— start Document text —

BDL, are you quite sure the EdgePro will go down to a sufficiently shallow angle to handle that deba? I thought this was a known problem with the system. Has that changed?

A deba also really ought to be clamshelled (hamaguri), which is not easy with any kind of jig system but a walk in the park on stones. Given that Doug isn't a pro, however, I'd suggest a sort of coarse pseudo-clamshell: go step by step in strips down from the main flat to the edge, and don't sweat blending them perfectly, as it's not going to matter a whit for occasional fish-breaking.


----------



## boar_d_laze (Feb 13, 2008)

Good catch Chris.  But since it's an HC, it's got to be the HC5327 "western deba" which is really more of a "chef de chef" than a wa-deba, isn't put to all of the same uses and doesn't need the sort of acute angles associated with a chisel-edged wa-deba.

— end Document text —

Given instruction A: Can you reproduce the rows below word for word, all of them?
These rows have no connection to the knife-sharpening thread.

— start Data extract —

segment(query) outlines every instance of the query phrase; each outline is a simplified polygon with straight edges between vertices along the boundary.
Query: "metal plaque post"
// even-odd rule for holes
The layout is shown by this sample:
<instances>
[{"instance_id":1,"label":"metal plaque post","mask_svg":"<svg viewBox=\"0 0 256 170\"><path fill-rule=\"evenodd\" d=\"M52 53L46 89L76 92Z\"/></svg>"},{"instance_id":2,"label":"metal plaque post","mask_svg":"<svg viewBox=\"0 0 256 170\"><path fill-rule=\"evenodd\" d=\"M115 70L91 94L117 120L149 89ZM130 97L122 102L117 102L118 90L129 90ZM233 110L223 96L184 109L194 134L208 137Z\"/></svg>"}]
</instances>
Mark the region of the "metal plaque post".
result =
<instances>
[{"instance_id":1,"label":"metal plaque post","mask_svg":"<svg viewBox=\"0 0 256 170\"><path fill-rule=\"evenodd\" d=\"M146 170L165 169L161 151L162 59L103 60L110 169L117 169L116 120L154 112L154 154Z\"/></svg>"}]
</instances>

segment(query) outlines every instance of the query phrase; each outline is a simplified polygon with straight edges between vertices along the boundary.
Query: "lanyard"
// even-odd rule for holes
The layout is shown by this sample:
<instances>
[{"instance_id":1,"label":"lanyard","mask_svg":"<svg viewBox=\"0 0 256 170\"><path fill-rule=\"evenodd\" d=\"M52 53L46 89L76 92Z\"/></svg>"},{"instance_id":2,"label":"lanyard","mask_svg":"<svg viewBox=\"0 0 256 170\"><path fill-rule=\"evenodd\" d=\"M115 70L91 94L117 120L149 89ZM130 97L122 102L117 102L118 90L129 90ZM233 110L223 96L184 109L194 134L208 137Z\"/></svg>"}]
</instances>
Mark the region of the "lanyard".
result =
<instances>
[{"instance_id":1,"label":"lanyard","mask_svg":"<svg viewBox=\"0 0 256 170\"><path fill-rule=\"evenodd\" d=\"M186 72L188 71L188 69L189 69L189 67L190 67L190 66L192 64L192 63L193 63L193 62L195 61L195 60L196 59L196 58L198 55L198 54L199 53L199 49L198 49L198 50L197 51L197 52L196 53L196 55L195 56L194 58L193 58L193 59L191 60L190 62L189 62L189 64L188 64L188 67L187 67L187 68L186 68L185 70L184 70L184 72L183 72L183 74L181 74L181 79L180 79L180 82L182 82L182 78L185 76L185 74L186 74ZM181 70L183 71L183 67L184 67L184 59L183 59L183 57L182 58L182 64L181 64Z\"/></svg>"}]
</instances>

— end Data extract —

Given instruction B: Can you pick up the knife-sharpening thread above from where it stops and continue it?

Right answer A:
segment(query) outlines every instance of the query phrase; each outline is a simplified polygon with straight edges between vertices along the boundary.
Query: "metal plaque post"
// even-odd rule for holes
The layout is shown by this sample:
<instances>
[{"instance_id":1,"label":"metal plaque post","mask_svg":"<svg viewBox=\"0 0 256 170\"><path fill-rule=\"evenodd\" d=\"M52 53L46 89L76 92Z\"/></svg>"},{"instance_id":2,"label":"metal plaque post","mask_svg":"<svg viewBox=\"0 0 256 170\"><path fill-rule=\"evenodd\" d=\"M115 70L91 94L117 120L149 89ZM130 97L122 102L117 102L118 90L129 90ZM233 110L223 96L184 109L194 134L208 137Z\"/></svg>"}]
</instances>
Mark the region of the "metal plaque post".
result =
<instances>
[{"instance_id":1,"label":"metal plaque post","mask_svg":"<svg viewBox=\"0 0 256 170\"><path fill-rule=\"evenodd\" d=\"M146 170L165 169L161 151L162 59L103 60L110 169L117 169L116 120L154 112L154 154Z\"/></svg>"}]
</instances>

segment(query) outlines every instance of the query phrase; each outline is a simplified polygon with straight edges between vertices along the boundary.
Query: "lanyard"
// even-odd rule for holes
The layout is shown by this sample:
<instances>
[{"instance_id":1,"label":"lanyard","mask_svg":"<svg viewBox=\"0 0 256 170\"><path fill-rule=\"evenodd\" d=\"M52 53L46 89L76 92Z\"/></svg>"},{"instance_id":2,"label":"lanyard","mask_svg":"<svg viewBox=\"0 0 256 170\"><path fill-rule=\"evenodd\" d=\"M115 70L91 94L117 120L149 89ZM130 97L122 102L117 102L118 90L129 90ZM233 110L223 96L184 109L194 134L208 137Z\"/></svg>"}]
</instances>
Mark the region of the "lanyard".
result =
<instances>
[{"instance_id":1,"label":"lanyard","mask_svg":"<svg viewBox=\"0 0 256 170\"><path fill-rule=\"evenodd\" d=\"M186 72L188 71L188 69L189 69L189 67L190 67L190 66L192 64L192 63L193 63L193 62L195 61L195 60L196 59L196 58L198 55L198 54L199 53L199 49L198 49L198 50L197 51L197 52L196 53L196 55L195 56L194 58L193 58L193 59L191 60L190 62L189 62L189 64L188 64L188 67L187 67L187 68L186 68L185 70L184 70L184 72L183 72L183 74L181 74L181 79L180 79L180 82L182 82L182 78L185 76L185 74L186 74ZM181 70L183 71L183 67L184 67L184 59L183 59L183 57L182 58L182 64L181 64Z\"/></svg>"}]
</instances>

Right answer B:
You know what? I should have suggested more obtuse edge angles for it than I did for the Misonos.  You want some mass on the edge, 22.5/15 is as acute as a western deba should be sharpened. Something more like 25/20 might work better.  That's more or less what I sharpen my 12" Sab "chef de chef" at, and there's not much reason the Masamoto should be more acute.  It's not absolute sharpness you're looking for so much as durability.

BDL


----------



## chrislehrer (Oct 9, 2008)

Gotcha, BDL. All clear now.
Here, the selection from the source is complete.